Passage Start Marker
As a matter of law, can the manner in which an employer dismisses an employee impact the enforceability of a contractual termination provision?
In Humphrey v. Mene, 2021 ONSC 2539 (CanLII), Justice Gina Papageorgiou, after an extensive and thorough review of applicable jurisprudence, held that, in some cases, it can.
Justice Papageorgiou’s reasons for decision stretch some 66 pages, much of them chronicling the employer’s actions. It’s a pretty good read, full of salacious content. The upshot of it all is the court’s finding that the employer in the case, Menē Inc., had created a hostile and poisoned work environment for the plaintiff employee.
Of relevance to this post is the fact that although Menē originally terminated Ms. Humphrey for cause, approximately one year later, it withdrew the allegation of cause and advised that it was instead relying upon a provision in her employment agreement which limits her entitlement upon termination without cause to her entitlements under the Employment Standards Act, 2000, S.O. 2000, c. 41 (“ESA”).
Ms. Humphrey responded arguing two positions, only one will be considered here: Menē could not rely upon the without cause termination provision because there was no consideration and that in any event, Menē’s repudiation of the employment agreement disentitled it from relying on it.
Passage End Marker
> Things to do:
1) Decide whether each statement agrees with the passage on Humphrey v. Mene, answering yes or no and quoting the words from the passage that settle it. (a) Menē first terminated Ms. Humphrey for cause. (b) The court found that Ms. Humphrey had created a hostile work environment. (c) The reasons for decision run about 66 pages.
2) Carry on the passage on Humphrey v. Mene from its last sentence.
The records that come next were taken from a different source than the passage on Humphrey v. Mene.
Data extracts Start Marker
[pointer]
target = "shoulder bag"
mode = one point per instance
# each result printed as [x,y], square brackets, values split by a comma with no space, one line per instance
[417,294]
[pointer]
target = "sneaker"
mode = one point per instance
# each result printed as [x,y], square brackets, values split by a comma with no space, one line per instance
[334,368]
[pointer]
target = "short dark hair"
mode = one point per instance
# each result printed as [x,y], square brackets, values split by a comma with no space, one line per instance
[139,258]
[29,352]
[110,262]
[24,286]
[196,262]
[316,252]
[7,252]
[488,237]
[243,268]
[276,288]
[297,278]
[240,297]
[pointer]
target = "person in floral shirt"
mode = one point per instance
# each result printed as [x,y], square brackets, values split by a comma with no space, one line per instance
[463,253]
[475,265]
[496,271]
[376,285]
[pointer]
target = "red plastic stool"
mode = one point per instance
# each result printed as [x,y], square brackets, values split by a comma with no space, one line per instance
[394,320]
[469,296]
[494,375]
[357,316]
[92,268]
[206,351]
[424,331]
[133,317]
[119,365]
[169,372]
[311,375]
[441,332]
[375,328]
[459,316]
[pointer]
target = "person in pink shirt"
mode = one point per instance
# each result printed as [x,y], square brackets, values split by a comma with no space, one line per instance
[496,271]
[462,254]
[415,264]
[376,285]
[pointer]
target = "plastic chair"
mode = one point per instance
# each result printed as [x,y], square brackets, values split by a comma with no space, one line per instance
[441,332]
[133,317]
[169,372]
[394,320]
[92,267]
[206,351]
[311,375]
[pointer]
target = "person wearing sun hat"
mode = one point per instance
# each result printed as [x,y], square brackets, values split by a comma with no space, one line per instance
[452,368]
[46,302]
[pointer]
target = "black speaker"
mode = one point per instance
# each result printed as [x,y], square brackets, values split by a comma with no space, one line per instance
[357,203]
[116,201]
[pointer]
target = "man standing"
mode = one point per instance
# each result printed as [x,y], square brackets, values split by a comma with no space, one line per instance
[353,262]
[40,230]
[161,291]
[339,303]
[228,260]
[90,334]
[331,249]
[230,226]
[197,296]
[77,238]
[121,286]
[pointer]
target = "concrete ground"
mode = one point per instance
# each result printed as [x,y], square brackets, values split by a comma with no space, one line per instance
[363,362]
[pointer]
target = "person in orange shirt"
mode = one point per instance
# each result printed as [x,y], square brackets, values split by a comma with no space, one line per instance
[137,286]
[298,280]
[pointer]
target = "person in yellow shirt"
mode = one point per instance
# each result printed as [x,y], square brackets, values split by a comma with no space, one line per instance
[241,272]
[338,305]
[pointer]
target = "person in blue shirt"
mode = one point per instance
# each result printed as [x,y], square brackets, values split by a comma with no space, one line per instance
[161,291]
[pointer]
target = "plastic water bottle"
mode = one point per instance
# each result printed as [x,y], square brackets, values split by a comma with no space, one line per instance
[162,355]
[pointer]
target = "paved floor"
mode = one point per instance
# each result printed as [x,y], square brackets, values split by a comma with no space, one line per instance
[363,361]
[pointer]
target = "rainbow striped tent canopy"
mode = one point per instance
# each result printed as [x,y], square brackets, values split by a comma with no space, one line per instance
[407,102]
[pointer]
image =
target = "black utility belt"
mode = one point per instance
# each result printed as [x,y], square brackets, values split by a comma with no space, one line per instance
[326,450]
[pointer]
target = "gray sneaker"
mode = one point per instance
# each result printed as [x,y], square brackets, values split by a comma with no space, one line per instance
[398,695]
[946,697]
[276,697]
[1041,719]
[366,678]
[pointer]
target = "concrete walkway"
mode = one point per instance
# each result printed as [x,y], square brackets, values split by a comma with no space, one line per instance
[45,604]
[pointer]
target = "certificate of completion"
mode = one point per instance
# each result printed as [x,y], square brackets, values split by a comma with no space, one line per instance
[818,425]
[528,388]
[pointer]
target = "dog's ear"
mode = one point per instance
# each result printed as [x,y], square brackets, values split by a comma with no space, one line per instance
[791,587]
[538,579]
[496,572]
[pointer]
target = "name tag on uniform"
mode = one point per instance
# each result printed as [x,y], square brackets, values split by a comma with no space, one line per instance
Data extracts End Marker
> Answers by item:
1)
(a) Yes: "Menē originally terminated Ms. Humphrey for cause"
(b) No: "the employer in the case, Menē Inc., had created a hostile and poisoned work environment for the plaintiff employee"
(c) Yes: "Justice Papageorgiou’s reasons for decision stretch some 66 pages"

2)
Decision of the Ontario Superior Court
Justice Papageorgiou agreed with both of the plaintiff’s arguments, writing the following with respect to the issue of repudiation:
 In my view, the following principles emerge from the above cases:
a. Where an employer alleges cause and fails, or withdraws its cause allegation, or repudiates an employment agreement through acts which constitute constructive dismissal, the employer is not precluded from subsequently invoking a without cause termination provision for the purpose of calculating the employee’s damages: [Roden v. Toronto Humane Society, 2005 CanLII 33578 (ON CA); Moore v. Apollo Health & Beauty Care, 2017 ONCA 383; Simpson v. Global Warranty, 2014 ONSC 6916]
b. However, in all cases, it is a question of construction of the without cause termination provision before the Court as to whether, properly construed, the without cause termination provision applies. Such clauses are subject to strict construction: [Ebert v. Atoma International Inc.,  OJ No 1823, Matthews v. Ocean Nutrition Canada Ltd., 2020 SCC 26]
c. Even if the contract, properly construed, permits an employer to terminate without cause after a failed for cause termination, there are some breaches or acts of repudiation which are so significant, or of such an order of magnitude, that they render a without cause termination provision unenforceable: [Dixon v. British Columbia Transit,  B.C.J. No. 2465]. Although Dixon has not specifically been considered and accepted by appellate courts I find the reasoning compelling. All employment agreements are negotiated and agreed to on the basis of certain implied minimum expectations as to how the employer will conduct itself, the duty of good faith being one. An employee’s agreement to accept terms which significantly impact on the employee’s common law rights must be taken to be made in the expectation that the employer will comply with these minimum implied expectations. Where the employer significantly departs from such expectations, in my view, the employee should not be held to extremely disadvantageous provisions which he, she or they agreed to. This is not rewriting the contract but giving effect to what the parties must reasonably have intended.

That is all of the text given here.